### LISTED ENTRIES:

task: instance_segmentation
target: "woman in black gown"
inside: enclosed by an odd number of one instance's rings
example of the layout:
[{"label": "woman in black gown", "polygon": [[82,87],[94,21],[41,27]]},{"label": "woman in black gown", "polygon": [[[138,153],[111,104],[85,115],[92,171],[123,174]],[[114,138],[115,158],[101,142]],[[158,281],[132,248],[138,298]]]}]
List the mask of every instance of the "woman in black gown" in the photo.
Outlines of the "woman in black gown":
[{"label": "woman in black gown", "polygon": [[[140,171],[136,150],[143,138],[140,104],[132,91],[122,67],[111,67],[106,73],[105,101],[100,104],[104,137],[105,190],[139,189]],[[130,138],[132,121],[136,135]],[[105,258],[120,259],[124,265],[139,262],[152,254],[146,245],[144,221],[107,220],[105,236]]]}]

### PROBLEM DESCRIPTION:
Render every line of the material above as a Markdown table with the columns Row and Line. Number the rows in order and leave out blank lines.

### EXERCISE OUTPUT:
| Row | Line |
|---|---|
| 1 | task: instance_segmentation |
| 2 | target: "woman in black gown" |
| 3 | inside: enclosed by an odd number of one instance's rings |
| 4 | example of the layout: |
| 5 | [{"label": "woman in black gown", "polygon": [[82,87],[94,21],[41,27]]},{"label": "woman in black gown", "polygon": [[[138,153],[111,104],[85,115],[92,171],[123,174]],[[114,138],[115,158],[101,142]],[[158,281],[132,248],[138,298]]]}] |
| 6 | List the mask of every instance of the "woman in black gown" in the photo. |
| 7 | Outlines of the "woman in black gown": |
| 8 | [{"label": "woman in black gown", "polygon": [[[140,171],[136,150],[143,138],[140,104],[132,91],[122,67],[111,67],[106,73],[105,101],[100,104],[104,137],[105,190],[139,189]],[[130,138],[132,121],[136,135]],[[105,258],[120,259],[124,265],[139,262],[152,254],[146,245],[144,221],[107,220],[105,236]]]}] |